GIVEN PASSAGE:

Whenever a new governor general is selected, it usually takes a while to find any dirt on them. Even Julie Payette, whose term became enough of a disaster to prompt her early resignation, was greeted at the outset as an accomplished scientist and one of only a handful of Canadians to have visited space.
But with Tuesday's selection of former Supreme Court justice Louise Arbour as the next governor general, the list of controversies on her resume was immediately obvious to anyone with an internet connection.
Early Controversies
As far back as 2008, she was being condemned as a “disgrace” in the House of Commons by Vic Toews, then the president of the Treasury Board. Or, there was that time she publicly praised Cuban dictator Fidel Castro for his “unprecedented positive engagement with the UN human rights system.”
Charter Right to Welfare
Arbour spent five years on the Supreme Court during the tenure of chief justice Beverly McLachlin, who helped author many of the most disruptive and consequential Supreme Court decisions of the modern era. Race-based sentencing, low-barrier MAID, the catch-and-release bail regime; it all ultimately originates with a decision out of the McLachlin court.
So it’s notable that Arbour’s most memorable contribution during her time as a Supreme Court judge was a dissent arguing that the McLachlin court wasn’t being activist enough.

RECORDS:
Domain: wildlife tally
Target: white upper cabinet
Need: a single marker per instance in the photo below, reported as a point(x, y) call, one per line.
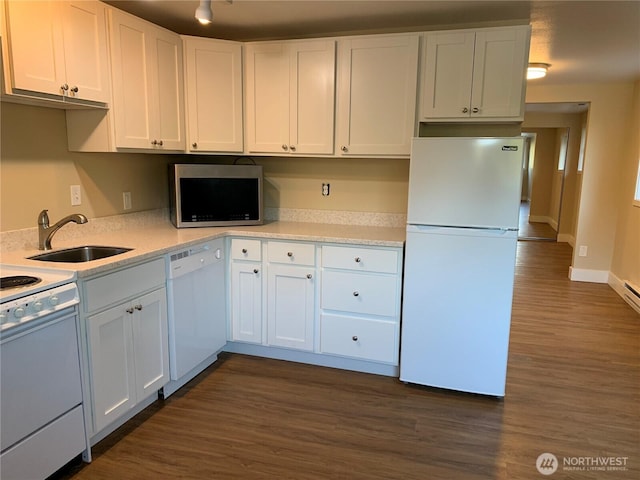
point(213, 77)
point(290, 93)
point(376, 100)
point(58, 48)
point(474, 75)
point(148, 85)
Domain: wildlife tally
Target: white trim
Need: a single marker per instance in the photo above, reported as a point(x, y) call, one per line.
point(567, 238)
point(587, 275)
point(618, 286)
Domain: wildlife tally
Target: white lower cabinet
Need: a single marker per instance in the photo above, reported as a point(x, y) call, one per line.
point(246, 290)
point(291, 295)
point(360, 303)
point(127, 343)
point(319, 303)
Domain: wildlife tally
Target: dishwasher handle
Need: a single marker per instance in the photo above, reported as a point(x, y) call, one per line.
point(188, 261)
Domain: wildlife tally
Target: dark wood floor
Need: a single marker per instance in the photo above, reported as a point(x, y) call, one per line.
point(573, 389)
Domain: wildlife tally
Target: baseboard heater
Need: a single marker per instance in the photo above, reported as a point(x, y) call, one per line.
point(632, 295)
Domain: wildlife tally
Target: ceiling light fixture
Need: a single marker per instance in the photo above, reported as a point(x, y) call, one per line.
point(204, 13)
point(537, 70)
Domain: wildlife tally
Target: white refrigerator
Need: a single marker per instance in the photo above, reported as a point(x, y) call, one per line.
point(462, 231)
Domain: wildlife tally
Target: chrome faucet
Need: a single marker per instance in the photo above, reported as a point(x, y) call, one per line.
point(45, 232)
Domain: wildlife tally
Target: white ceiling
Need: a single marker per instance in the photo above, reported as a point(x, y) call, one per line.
point(585, 41)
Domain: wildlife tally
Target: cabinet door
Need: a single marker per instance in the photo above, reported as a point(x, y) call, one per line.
point(377, 84)
point(312, 97)
point(37, 60)
point(132, 98)
point(84, 32)
point(267, 109)
point(167, 87)
point(447, 74)
point(150, 343)
point(111, 361)
point(499, 72)
point(246, 302)
point(290, 306)
point(214, 95)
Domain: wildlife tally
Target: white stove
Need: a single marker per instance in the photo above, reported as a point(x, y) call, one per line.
point(29, 294)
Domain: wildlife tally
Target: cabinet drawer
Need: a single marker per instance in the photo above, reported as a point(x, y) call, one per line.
point(360, 338)
point(118, 286)
point(360, 259)
point(360, 293)
point(292, 253)
point(246, 249)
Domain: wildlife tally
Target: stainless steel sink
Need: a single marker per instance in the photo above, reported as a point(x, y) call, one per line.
point(80, 254)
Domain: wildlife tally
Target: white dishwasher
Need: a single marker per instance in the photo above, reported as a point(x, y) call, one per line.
point(197, 311)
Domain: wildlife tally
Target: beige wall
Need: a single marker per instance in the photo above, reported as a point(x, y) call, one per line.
point(36, 171)
point(626, 257)
point(606, 153)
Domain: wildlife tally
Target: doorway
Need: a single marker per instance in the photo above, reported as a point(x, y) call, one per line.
point(542, 182)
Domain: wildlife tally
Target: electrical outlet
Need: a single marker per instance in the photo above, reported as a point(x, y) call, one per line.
point(76, 195)
point(126, 200)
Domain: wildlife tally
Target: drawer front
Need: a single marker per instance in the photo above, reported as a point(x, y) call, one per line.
point(118, 286)
point(246, 249)
point(359, 338)
point(292, 253)
point(360, 293)
point(360, 259)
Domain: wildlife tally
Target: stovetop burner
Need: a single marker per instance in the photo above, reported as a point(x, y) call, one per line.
point(18, 281)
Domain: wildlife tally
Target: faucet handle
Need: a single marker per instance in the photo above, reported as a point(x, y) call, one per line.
point(43, 218)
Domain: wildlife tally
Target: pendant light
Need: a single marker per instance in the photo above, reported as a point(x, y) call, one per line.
point(204, 13)
point(537, 70)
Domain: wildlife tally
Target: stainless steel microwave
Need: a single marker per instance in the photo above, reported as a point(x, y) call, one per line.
point(203, 195)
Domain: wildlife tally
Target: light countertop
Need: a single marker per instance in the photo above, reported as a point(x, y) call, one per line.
point(154, 240)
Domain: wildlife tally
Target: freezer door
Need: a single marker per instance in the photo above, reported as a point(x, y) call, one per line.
point(473, 182)
point(456, 313)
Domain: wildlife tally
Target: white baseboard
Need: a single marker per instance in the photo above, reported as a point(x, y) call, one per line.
point(587, 275)
point(618, 286)
point(567, 238)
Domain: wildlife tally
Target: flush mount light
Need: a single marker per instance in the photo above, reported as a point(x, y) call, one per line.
point(537, 70)
point(204, 13)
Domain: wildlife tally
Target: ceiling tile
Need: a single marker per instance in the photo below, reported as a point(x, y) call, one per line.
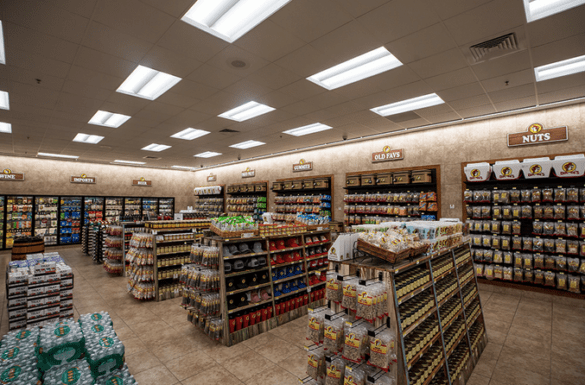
point(269, 41)
point(421, 44)
point(486, 21)
point(106, 39)
point(437, 64)
point(398, 18)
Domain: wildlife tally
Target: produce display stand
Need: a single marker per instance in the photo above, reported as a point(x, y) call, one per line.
point(458, 307)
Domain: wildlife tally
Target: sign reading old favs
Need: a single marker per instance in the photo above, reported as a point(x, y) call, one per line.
point(142, 182)
point(7, 174)
point(303, 166)
point(537, 134)
point(82, 179)
point(387, 155)
point(248, 173)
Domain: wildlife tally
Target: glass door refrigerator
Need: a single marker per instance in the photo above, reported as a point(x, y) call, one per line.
point(46, 218)
point(18, 217)
point(93, 209)
point(132, 207)
point(166, 207)
point(150, 207)
point(2, 200)
point(113, 209)
point(70, 220)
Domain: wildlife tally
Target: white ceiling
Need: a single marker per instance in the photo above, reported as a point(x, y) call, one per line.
point(82, 50)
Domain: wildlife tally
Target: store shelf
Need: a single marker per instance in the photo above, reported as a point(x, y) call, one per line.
point(408, 296)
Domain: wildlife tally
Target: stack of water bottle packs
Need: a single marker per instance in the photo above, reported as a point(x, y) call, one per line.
point(85, 352)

INSTRUCTION A: Duplicate the part of the passage on Louise Arbour that opens with the words containing "But with Tuesday's" and closes with "an internet connection.".
INSTRUCTION B: Summarize the passage on Louise Arbour in two sentences.
INSTRUCTION C: Using the passage on Louise Arbour, decide whether each statement agrees with it, answering yes or no and quoting the deciding words: (i) Julie Payette completed her full term as governor general. (ii) Vic Toews condemned Arbour as a "disgrace" in the House of Commons. (iii) Arbour served ten years on the Supreme Court.

REPLY A:
But with Tuesday's selection of former Supreme Court justice Louise Arbour as the next governor general, the list of controversies on her resume was immediately obvious to anyone with an internet connection.

REPLY B: Although faults in a new governor general usually take a while to surface, the controversies on former Supreme Court justice Louise Arbour's resume were immediately obvious after her selection, including being condemned as a "disgrace" in the House of Commons in 2008 and publicly praising Fidel Castro. During her five years on the Supreme Court under chief justice Beverly McLachlin, her most memorable contribution was a dissent arguing that the court wasn't being activist enough.

REPLY C:
(i) No: "whose term became enough of a disaster to prompt her early resignation"
(ii) Yes: "she was being condemned as a “disgrace” in the House of Commons by Vic Toews"
(iii) No: "Arbour spent five years on the Supreme Court"